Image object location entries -
+ + + + +

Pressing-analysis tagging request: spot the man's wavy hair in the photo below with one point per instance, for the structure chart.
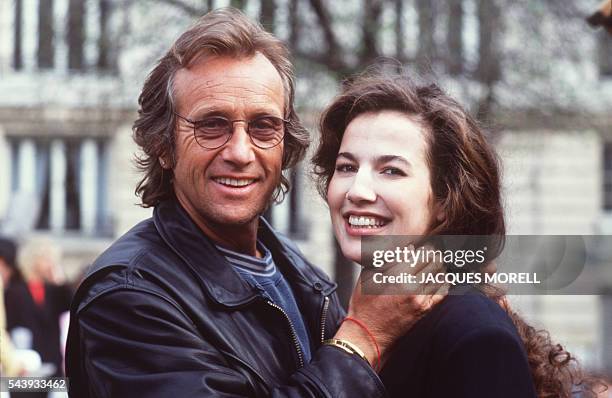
(465, 181)
(223, 32)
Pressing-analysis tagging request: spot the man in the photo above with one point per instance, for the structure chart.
(205, 299)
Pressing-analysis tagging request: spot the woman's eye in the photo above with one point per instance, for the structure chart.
(345, 168)
(393, 171)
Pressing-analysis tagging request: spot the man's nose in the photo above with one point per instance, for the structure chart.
(362, 188)
(239, 150)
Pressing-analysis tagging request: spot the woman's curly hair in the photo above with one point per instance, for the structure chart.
(466, 183)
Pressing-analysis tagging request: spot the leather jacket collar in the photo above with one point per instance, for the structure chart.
(217, 277)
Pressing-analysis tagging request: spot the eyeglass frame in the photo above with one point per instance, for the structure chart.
(232, 121)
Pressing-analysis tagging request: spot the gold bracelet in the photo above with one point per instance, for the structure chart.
(347, 346)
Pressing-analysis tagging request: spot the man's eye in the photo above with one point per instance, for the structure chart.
(346, 168)
(266, 123)
(393, 171)
(213, 123)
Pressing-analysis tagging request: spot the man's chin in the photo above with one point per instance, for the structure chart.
(236, 217)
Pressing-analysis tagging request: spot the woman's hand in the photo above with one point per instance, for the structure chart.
(392, 310)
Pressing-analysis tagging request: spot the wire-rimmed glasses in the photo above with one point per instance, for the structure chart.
(213, 132)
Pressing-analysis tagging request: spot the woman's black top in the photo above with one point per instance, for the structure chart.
(467, 346)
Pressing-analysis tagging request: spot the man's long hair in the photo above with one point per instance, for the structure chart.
(223, 32)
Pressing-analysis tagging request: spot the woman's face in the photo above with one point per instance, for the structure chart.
(381, 184)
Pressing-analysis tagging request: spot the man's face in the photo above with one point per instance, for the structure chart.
(205, 180)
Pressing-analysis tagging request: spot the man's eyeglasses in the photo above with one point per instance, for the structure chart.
(215, 131)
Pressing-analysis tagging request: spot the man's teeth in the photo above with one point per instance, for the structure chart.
(233, 182)
(368, 222)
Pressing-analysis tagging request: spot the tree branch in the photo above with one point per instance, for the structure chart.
(188, 9)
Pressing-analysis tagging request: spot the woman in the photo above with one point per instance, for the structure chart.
(400, 159)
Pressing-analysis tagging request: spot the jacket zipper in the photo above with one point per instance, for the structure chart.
(293, 333)
(324, 317)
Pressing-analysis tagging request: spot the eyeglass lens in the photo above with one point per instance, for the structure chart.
(215, 131)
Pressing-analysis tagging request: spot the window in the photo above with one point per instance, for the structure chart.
(59, 184)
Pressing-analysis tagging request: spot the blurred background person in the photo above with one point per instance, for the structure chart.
(35, 303)
(10, 365)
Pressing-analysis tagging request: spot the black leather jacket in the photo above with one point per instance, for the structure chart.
(162, 314)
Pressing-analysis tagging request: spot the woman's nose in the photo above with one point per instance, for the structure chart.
(362, 189)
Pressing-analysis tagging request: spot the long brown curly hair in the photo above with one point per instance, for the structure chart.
(465, 179)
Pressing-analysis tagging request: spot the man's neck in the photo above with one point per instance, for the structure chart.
(241, 238)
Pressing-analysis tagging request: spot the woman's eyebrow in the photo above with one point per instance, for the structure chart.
(389, 158)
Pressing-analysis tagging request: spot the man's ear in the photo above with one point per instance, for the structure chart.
(440, 214)
(164, 163)
(603, 16)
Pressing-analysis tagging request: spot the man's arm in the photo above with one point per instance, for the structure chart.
(138, 344)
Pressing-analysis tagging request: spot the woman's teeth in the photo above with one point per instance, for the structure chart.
(365, 222)
(233, 182)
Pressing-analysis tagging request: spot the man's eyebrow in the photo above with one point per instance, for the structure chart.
(347, 155)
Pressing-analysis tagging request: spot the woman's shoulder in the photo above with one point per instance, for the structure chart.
(470, 316)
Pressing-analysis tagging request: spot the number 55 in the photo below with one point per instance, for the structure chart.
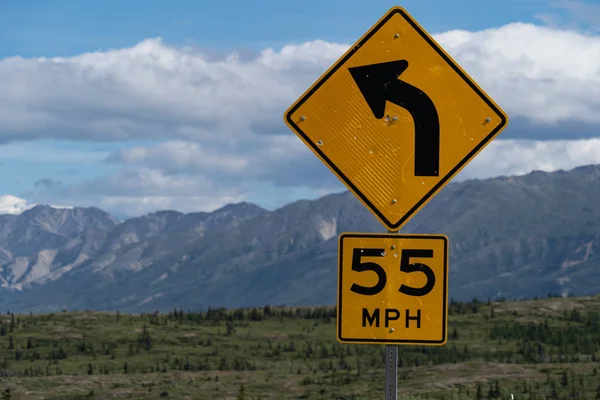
(405, 266)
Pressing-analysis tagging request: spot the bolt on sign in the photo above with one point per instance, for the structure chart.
(392, 289)
(395, 118)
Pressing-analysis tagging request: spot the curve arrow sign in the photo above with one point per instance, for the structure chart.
(378, 84)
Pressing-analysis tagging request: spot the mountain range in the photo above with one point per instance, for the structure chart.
(511, 237)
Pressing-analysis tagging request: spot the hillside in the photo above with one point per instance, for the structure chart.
(510, 237)
(538, 349)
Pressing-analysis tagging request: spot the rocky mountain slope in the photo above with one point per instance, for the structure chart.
(510, 237)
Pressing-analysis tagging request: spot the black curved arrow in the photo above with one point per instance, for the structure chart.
(379, 83)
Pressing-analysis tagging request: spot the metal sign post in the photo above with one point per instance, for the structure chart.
(395, 119)
(391, 372)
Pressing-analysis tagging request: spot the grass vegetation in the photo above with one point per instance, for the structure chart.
(535, 349)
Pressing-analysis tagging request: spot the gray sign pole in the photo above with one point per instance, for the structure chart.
(391, 372)
(391, 369)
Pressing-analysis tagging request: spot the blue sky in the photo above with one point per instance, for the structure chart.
(64, 139)
(68, 27)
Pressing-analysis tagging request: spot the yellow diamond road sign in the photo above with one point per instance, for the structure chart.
(392, 289)
(395, 118)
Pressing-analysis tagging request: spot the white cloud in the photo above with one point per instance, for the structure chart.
(516, 157)
(221, 125)
(13, 205)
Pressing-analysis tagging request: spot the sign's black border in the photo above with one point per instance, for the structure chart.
(395, 225)
(392, 236)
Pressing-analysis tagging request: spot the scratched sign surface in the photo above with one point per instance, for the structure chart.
(395, 118)
(392, 289)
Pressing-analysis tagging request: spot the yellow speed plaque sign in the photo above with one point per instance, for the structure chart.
(392, 289)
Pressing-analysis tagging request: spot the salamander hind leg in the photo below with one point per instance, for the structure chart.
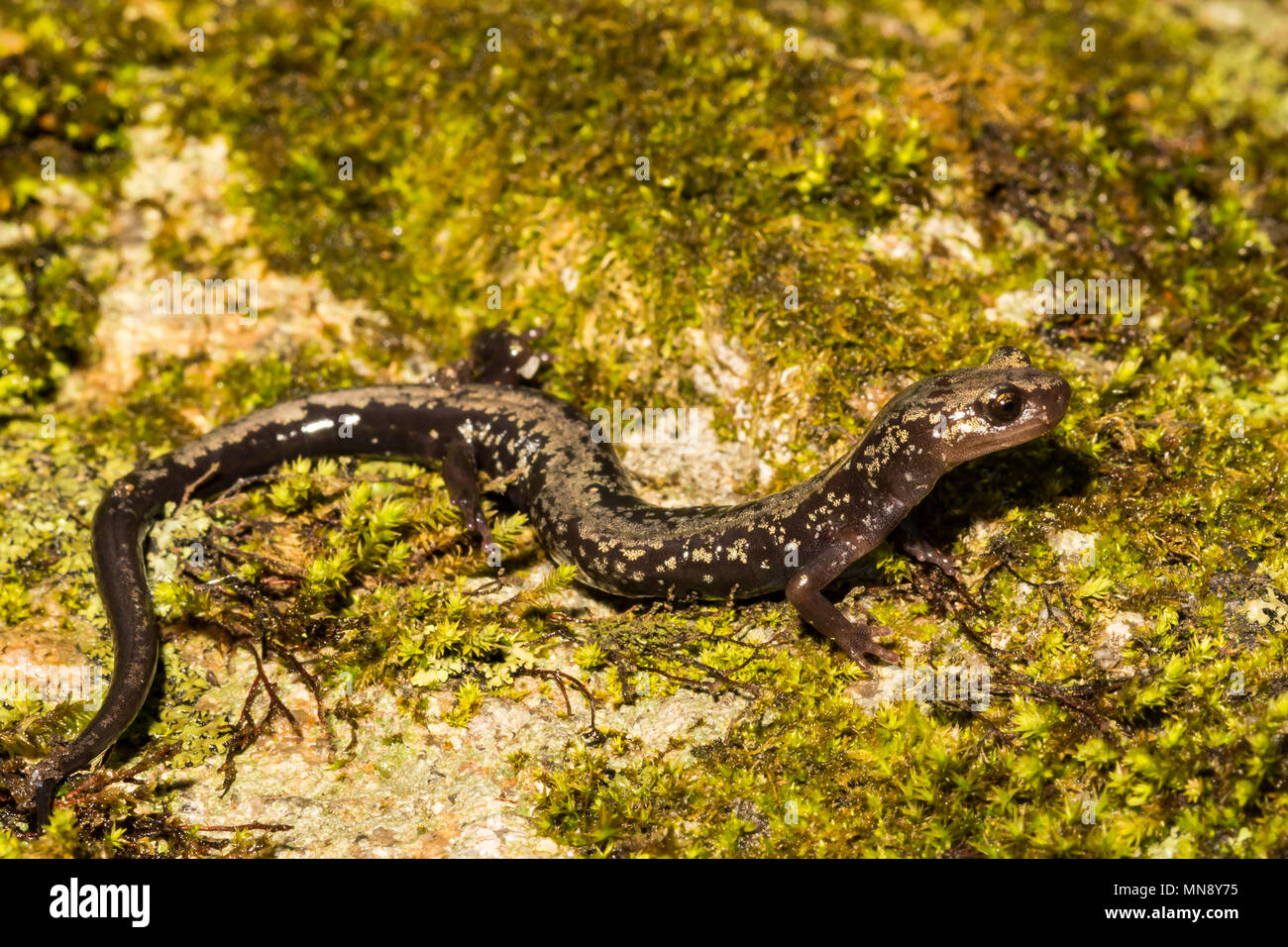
(462, 476)
(506, 359)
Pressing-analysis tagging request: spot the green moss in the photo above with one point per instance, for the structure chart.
(767, 169)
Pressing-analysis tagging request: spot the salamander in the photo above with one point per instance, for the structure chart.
(485, 416)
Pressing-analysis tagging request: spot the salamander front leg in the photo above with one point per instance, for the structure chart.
(462, 476)
(805, 591)
(913, 543)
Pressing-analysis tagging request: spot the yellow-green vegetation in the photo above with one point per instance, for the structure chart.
(1147, 676)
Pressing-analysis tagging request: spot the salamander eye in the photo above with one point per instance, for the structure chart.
(1004, 403)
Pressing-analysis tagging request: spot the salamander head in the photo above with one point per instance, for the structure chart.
(944, 420)
(1001, 403)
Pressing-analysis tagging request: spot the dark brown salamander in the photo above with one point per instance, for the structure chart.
(578, 495)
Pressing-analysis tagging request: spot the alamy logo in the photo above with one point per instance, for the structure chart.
(652, 424)
(75, 899)
(193, 296)
(1087, 298)
(52, 684)
(952, 684)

+ + + + +

STATED GOAL -
From the line that contains "Pressing-analysis tagging request: spot the yellow-green" down to the last line of the listing above, repeat each line exactly, and include nothing else.

SOLUTION -
Pressing-analysis tagging request: spot the yellow-green vegetation in the photo above with one point per instance, for the structure chart.
(1147, 676)
Pressing-analysis tagging request: spot the salamander eye in the photo above with one point per instance, for the structure chart.
(1004, 403)
Pressing-analysis tagging request: spot the salamander head in the photo above with one point per instance, for the structure chart.
(944, 420)
(1001, 403)
Pressing-analysis tagging request: spot the dark brown salamander in the photo above with one point per instance, for the structure chart.
(578, 495)
Pressing-analysis tagging request: spot the alamy logo in the photo above with one point per instance, for the structure chart.
(652, 424)
(75, 899)
(193, 296)
(1087, 298)
(52, 684)
(952, 684)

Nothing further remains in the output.